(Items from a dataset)
[Start of section]

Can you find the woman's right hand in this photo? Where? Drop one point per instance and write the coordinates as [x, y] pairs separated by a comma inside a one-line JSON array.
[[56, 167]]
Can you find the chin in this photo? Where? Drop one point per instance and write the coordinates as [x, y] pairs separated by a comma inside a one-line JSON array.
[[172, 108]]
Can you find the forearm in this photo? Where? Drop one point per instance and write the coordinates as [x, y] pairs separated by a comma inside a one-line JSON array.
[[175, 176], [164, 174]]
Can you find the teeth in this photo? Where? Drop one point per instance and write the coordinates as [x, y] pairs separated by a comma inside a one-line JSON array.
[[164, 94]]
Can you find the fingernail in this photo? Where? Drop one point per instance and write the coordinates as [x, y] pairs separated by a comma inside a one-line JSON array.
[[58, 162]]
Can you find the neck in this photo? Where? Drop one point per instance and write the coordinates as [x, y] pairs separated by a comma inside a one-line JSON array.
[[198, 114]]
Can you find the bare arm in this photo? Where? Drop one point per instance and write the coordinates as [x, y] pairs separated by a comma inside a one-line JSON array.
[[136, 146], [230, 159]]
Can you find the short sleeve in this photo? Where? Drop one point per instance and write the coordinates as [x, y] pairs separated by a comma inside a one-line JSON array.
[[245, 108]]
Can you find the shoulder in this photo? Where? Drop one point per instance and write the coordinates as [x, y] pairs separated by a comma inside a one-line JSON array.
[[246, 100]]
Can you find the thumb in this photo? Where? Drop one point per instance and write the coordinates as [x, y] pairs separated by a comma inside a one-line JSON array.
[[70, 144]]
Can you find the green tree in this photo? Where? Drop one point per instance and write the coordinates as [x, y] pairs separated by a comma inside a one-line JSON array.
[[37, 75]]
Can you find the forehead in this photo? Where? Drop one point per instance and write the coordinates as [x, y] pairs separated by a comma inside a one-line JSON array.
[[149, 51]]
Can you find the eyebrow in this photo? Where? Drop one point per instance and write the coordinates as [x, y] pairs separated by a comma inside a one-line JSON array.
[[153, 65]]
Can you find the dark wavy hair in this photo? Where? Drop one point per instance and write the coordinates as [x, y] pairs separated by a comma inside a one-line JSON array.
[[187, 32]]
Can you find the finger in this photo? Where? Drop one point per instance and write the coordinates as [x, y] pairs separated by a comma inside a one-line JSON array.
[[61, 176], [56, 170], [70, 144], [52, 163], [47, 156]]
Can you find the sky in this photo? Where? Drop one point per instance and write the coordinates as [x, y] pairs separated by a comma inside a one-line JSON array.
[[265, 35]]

[End of section]

▶ **Description of the task**
All of the entries above need to be retyped exactly.

▶ **Output of the task**
Can you find the woman's right hand in this photo? Where? Drop one point per instance and write the coordinates as [x, y] pairs separated by a comma inside a one-line JSON array.
[[56, 167]]
Can you find the chin in this photo? Where? Drop one point per instance and write the coordinates as [x, y] pairs separated by a comma inside a one-line JSON array.
[[172, 108]]
Can you find the forearm in this photo? Where? Drop one point per instance and write the coordinates as [x, y] pairs separated by a comma inside a one-line JSON array.
[[175, 176], [164, 174]]
Can you find the teeth in this photo? Where? Drop one point per instance and write the coordinates as [x, y] pairs separated by a comma inside a one-line JSON array.
[[164, 94]]
Can you find the fingernail in this photo? Where? Drop one point per instance and write the coordinates as [x, y] pairs separated by a comma inside a one-line JSON array.
[[58, 162]]
Can you find the neck in this photo? Where? Drop one point per instance and write the coordinates as [x, y] pairs separated by a comma inside a one-line JSON array.
[[198, 114]]
Can you find the bare arm in this photo? Where? Drop one point per instance and write the coordinates as [x, y] pairs separated by a comma inside a one-line JSON array.
[[136, 146], [230, 159]]
Can you find the short sleeve in this photo? Where? Drop one point per instance and write the coordinates as [x, y] pairs separated by a comma inside a one-line JSON array.
[[245, 108]]
Can you find the shoulder in this photo? Where? Drop one point per instance and write the coordinates as [x, y] pairs separated by a comma inside a one-line JSON array.
[[246, 100]]
Can you find the thumb in this photo? Where? Drop one point per instance and write the coordinates as [x, y] pairs separated by a comma inside a one-line JSON array.
[[70, 144]]
Can you find the green tree in this photo? Where? Drop one point per instance and write the coordinates as [x, y] pairs separated by a comma inside a one-line JSON array.
[[37, 75]]
Can you find the forehead in this photo? Where? Drop one point per instance and write the coordinates as [x, y] pairs separated by a comma inside a one-line JSON array.
[[149, 51]]
Can you find the eyebrow in this photo? Where? Drop one point per instance and write the coordinates as [x, y] pairs separated by a comma inside a one-line JSON array.
[[153, 65]]
Can you find the dark wavy hair in this photo? Where? Drop one point per instance and write the coordinates as [x, y] pairs separated by a comma inside a one-line JSON array.
[[187, 32]]
Can you find the finger in this photo? Where? Drop one point per instance and write the coordinates as [x, y] pairs separated by a comma inside a one-line JSON array.
[[61, 176], [56, 170], [70, 144], [52, 163], [47, 156]]
Can you find the sky in this photo? Where? Drop one point per instance and write the coordinates as [x, y] pairs separated by a comma inside a one-line JSON array.
[[265, 35]]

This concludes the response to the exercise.